_Passage given_:
▽
1

I have a question concerning the computation of a double integral in R. Maybe it is not the best software package to try numerical integration, but we are heavily relying on its stochastic optimisation packages (the function to be optimised is very non-trivial, with lots of local minima), so we cannot switch to MATLAB or other packages.

The problem is the following: it takes a whale of a time to compute the double integral using nested integrate functions, and several times more (!) using the hcubature approach from the cubature package. I tried the first solution from this answer (using hcubature from the cubature package), but it made the timing even worse; besides that, infinite integration limits are not supported, and the integration chokes for (-100, 100) interval already. With the second solution (quad2d from pracma package), the timing is great, but the computation result is way off!

The single integral is computed quite quickly (e.g., if the double integrals are commented out, it takes only 0.2 seconds to compute the value of the function, which is tolerable).

Here is a heavily simplified version of the function for the MWE (just to illustrate the point of integration).

library(cubature)
library(pracma)

# Generate some artificial data to try this function on
set.seed(100)
n <- 200
r <- rnorm(n, 0.0004, 0.01)

# Log-likelihood function accepts 3 parameters:
# [1] shape of positive shocks, [2] shape of negative shocks, [3] DoF of Student's distribution for jumps
parm <- c(6, 7, 10)

LL <- function(parm, cub = "default") {

  shapes <- parm[1:2]
  studdof <- parm[3]

  # For simplification, generate some dynamic series
  set.seed(101)
  sigmaeps <- rgamma(n, shape=shapes[1], rate=1000)
  sigmaeta <- rgamma(n, shape=shapes[2], rate=1000)
  lambdas <- rgamma(n, shape=10, rate=80)+1
  probs <- sapply(lambdas, function(x) dpois(0:2, lambda=x))
  probs <- sweep(probs, 2, colSums(probs), FUN="/") # Normalising the probabilities

  # Reserving memory for 3 series of density
  fw0 <- rep(NA, n)
△
_Problem to work on_: Continue the forum post on slow double integrals in R from the point where it stops.

_Data supplied_:
▽
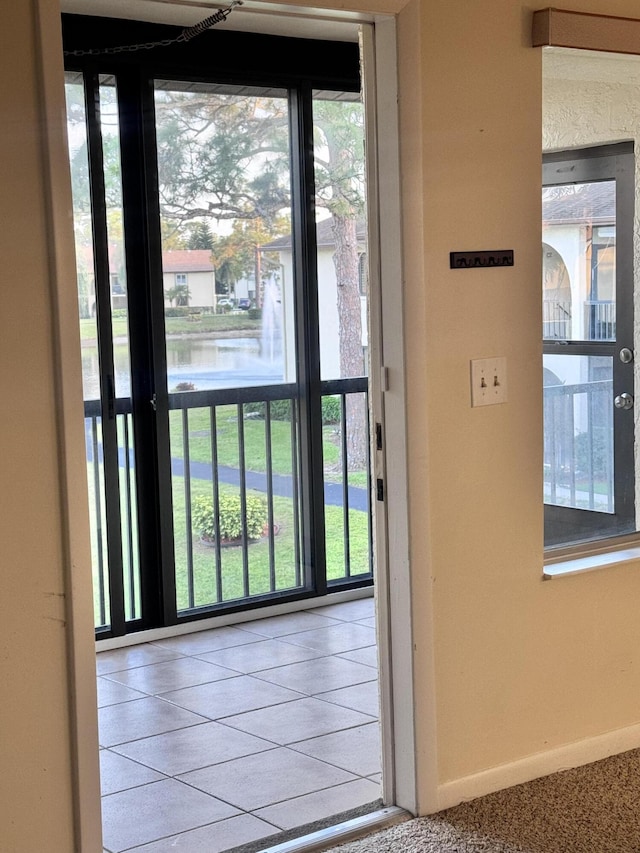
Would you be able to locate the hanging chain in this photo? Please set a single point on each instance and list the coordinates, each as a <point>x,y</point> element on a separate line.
<point>186,35</point>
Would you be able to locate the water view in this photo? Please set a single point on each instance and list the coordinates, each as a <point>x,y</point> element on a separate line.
<point>204,363</point>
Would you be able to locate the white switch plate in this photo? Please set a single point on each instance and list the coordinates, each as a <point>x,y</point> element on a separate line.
<point>488,381</point>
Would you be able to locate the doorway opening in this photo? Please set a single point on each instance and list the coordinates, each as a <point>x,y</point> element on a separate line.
<point>175,440</point>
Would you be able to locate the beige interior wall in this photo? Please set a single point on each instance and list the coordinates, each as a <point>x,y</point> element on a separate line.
<point>35,748</point>
<point>521,666</point>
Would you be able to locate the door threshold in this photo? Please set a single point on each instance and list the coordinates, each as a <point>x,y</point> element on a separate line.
<point>350,830</point>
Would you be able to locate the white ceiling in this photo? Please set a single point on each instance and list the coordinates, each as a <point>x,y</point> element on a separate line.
<point>251,16</point>
<point>590,66</point>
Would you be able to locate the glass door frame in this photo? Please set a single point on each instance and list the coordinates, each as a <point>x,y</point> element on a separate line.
<point>567,525</point>
<point>150,407</point>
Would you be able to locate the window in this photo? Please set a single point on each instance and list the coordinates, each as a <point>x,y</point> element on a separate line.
<point>587,211</point>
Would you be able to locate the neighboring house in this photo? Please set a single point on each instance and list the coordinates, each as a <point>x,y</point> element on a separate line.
<point>578,261</point>
<point>327,293</point>
<point>578,268</point>
<point>191,268</point>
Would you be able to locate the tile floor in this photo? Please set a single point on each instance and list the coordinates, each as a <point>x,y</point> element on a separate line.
<point>231,735</point>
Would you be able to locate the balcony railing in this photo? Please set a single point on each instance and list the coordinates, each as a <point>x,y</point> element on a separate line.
<point>599,321</point>
<point>235,460</point>
<point>578,445</point>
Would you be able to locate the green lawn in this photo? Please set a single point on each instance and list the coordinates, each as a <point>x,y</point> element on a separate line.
<point>254,442</point>
<point>230,569</point>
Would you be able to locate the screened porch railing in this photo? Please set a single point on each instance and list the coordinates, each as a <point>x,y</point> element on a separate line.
<point>236,501</point>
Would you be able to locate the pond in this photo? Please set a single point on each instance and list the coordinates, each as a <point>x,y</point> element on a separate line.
<point>205,363</point>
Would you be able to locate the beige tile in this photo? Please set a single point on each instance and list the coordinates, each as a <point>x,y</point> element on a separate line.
<point>319,676</point>
<point>355,750</point>
<point>349,611</point>
<point>231,696</point>
<point>207,641</point>
<point>288,623</point>
<point>111,693</point>
<point>141,718</point>
<point>154,811</point>
<point>265,654</point>
<point>190,749</point>
<point>322,804</point>
<point>361,697</point>
<point>335,639</point>
<point>299,720</point>
<point>215,838</point>
<point>118,659</point>
<point>271,777</point>
<point>367,655</point>
<point>171,675</point>
<point>118,773</point>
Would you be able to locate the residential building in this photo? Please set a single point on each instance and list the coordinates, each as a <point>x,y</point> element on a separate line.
<point>191,269</point>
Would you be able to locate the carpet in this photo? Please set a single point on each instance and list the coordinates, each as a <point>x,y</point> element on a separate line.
<point>590,809</point>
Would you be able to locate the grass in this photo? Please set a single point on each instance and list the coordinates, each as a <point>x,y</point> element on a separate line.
<point>254,442</point>
<point>230,570</point>
<point>179,325</point>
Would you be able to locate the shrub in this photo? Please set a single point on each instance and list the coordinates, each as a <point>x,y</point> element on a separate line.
<point>230,517</point>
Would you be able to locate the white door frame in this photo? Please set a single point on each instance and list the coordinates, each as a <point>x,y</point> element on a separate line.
<point>388,407</point>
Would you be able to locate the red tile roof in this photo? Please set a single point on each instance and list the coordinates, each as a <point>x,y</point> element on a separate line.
<point>187,260</point>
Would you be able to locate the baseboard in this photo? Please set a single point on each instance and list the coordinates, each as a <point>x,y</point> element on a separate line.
<point>540,764</point>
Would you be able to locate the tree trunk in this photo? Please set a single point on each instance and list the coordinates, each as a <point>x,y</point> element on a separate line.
<point>345,261</point>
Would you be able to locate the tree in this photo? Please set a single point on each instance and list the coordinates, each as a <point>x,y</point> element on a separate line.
<point>226,158</point>
<point>339,168</point>
<point>200,236</point>
<point>237,255</point>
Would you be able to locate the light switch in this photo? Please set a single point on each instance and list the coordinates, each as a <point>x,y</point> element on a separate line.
△
_Written answer_:
  fw1 <- rep(NA, n)
  fw2 <- rep(NA, n)

  for (t in 2:n) {
    integ0 <- function(e) { # First integrand for 0 jumps
      1/sigmaeta[t] * dgamma(-(r[t]-sigmaeps[t]*e)/sigmaeta[t], shape=shapes[2]) * # Density of negative shocks
        dgamma(e, shape=shapes[1]) # Density of positive shocks
    }

    integ1 <- function(e, g) { # Double integrand for 1 jump
      1/sigmaeta[t] * dgamma(-(r[t]-sigmaeps[t]*e-1*g)/sigmaeta[t], shape=shapes[2]) * # Density of negative shocks
        dgamma(e, shape=shapes[1]) * # Density of positive shocks
        dt(g, df = studdof)/1 # Density of jump intensity
    }

    integ2 <- function(e, g) { # Double integrand for 2 jumps
      1/sigmaeta[t] * dgamma(-(r[t]-sigmaeps[t]*e-2*g)/sigmaeta[t], shape=shapes[2]) * # Density of negative shocks
        dgamma(e, shape=shapes[1]) * # Density of positive shocks
        dt(g, df = studdof)/2 # Density of jump intensity
    }

    # Wrappers for cubature because they need vector inputs
    wrapper1 <- function(x) integ1(x[1], x[2])
    wrapper2 <- function(x) integ2(x[1], x[2])

    # Single integral that is not a problem
    fw0[t] <- integrate(integ0, 0, Inf)$value

    if (cub=="cubature") {
      # 2D CUBATURE FROM cubature PACKAGE
      fw1[t] <- hcubature(wrapper1, c(0, -20), c(20, 20))$integral
      fw2[t] <- hcubature(wrapper2, c(0, -20), c(20, 20))$integral
    } else if (cub=="prac2d") {
      # 2D CUBATURE FROM pracma PACKAGE
      fw1[t] <- quad2d(integ1, 0, 100, -100, 100)
      fw2[t] <- quad2d(integ2, 0, 100, -100, 100)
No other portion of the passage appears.